◆ **ENUNCIADO A**
Selecciona y copia cada una de las filas en las que aparezca la palabra "lamp".
________________
Tras la frontera, encuentro las subidas tendidas, llevaderas, una carretera de tramos asfaltados y tramos pedregosos que sube un par de puertos antes de bajar al calor de los 500 metros de altitud. También cambia el color, como entre dos viñetas de un tebeo, y aparece el verde apagado del Perú, ya no hay estridente vegetación selvática, sino árboles, arbustos, y matorral de loma. Una deprimida zona que desde luego no es la mejor cara de este país, tremenda miseria, carreteras a medio terminar, y la sensación de que el Perú no ha cambiado nada en estos quince años… de hecho, eso es lo que parece al cruzar desde Ecuador, un paso atrás de 15 años…
Bajo a las tierras del río Marañón, una zona de arrozales para olvidar y concentrarme en el comienzo de los maravillosos Andes peruanos: el río Uctubamba. Dejo la planicie, los arrozales, el calor, y atravesando un par de desfiladeros espectaculares subo junto a este río hacia Chachapoyas, donde de inmediato decido que me voy a quedar unos días, amor a primera vista.
________________
◆ **ENUNCIADO B**
Según el relato de viaje, ¿hacia qué lugar se sube junto al río Uctubamba?

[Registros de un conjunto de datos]
________________
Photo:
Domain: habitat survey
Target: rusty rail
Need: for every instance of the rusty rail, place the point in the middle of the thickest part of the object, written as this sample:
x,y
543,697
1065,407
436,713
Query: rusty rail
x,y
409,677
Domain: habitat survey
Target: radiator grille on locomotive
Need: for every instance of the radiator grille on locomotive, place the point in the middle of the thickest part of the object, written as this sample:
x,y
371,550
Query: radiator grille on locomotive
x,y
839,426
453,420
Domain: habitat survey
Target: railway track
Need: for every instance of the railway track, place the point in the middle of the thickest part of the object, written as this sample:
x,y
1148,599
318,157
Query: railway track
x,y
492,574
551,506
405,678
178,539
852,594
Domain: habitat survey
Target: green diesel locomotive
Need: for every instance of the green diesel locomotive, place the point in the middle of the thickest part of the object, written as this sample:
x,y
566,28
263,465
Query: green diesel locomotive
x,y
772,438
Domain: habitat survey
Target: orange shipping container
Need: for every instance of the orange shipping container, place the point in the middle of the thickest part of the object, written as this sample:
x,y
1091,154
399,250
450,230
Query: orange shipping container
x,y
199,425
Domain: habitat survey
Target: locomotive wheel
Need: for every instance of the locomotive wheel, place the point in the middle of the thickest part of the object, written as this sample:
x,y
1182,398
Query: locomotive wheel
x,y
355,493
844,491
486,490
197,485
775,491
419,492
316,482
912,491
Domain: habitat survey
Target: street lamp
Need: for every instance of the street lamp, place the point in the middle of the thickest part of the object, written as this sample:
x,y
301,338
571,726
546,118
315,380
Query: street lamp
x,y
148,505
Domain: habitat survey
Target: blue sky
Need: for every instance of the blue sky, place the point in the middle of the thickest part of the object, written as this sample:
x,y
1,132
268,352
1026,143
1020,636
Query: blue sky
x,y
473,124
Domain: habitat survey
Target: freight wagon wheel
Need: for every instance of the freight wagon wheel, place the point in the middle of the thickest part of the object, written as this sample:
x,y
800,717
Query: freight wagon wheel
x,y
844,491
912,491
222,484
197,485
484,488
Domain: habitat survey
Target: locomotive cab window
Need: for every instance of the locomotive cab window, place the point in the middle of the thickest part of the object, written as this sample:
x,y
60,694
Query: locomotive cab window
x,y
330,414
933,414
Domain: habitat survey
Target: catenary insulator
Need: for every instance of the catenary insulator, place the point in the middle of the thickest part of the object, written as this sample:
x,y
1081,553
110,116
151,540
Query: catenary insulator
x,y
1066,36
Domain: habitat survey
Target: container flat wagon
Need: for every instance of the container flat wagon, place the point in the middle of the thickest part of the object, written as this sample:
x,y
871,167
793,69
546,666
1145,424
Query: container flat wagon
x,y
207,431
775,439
________________
◆ **RESPUESTA FINAL A**
Target: street lamp
Need: for every instance of the street lamp, place the point in the middle of the thickest part of the object, written as this sample:
Query: street lamp

◆ **RESPUESTA FINAL B**
Hacia Chachapoyas.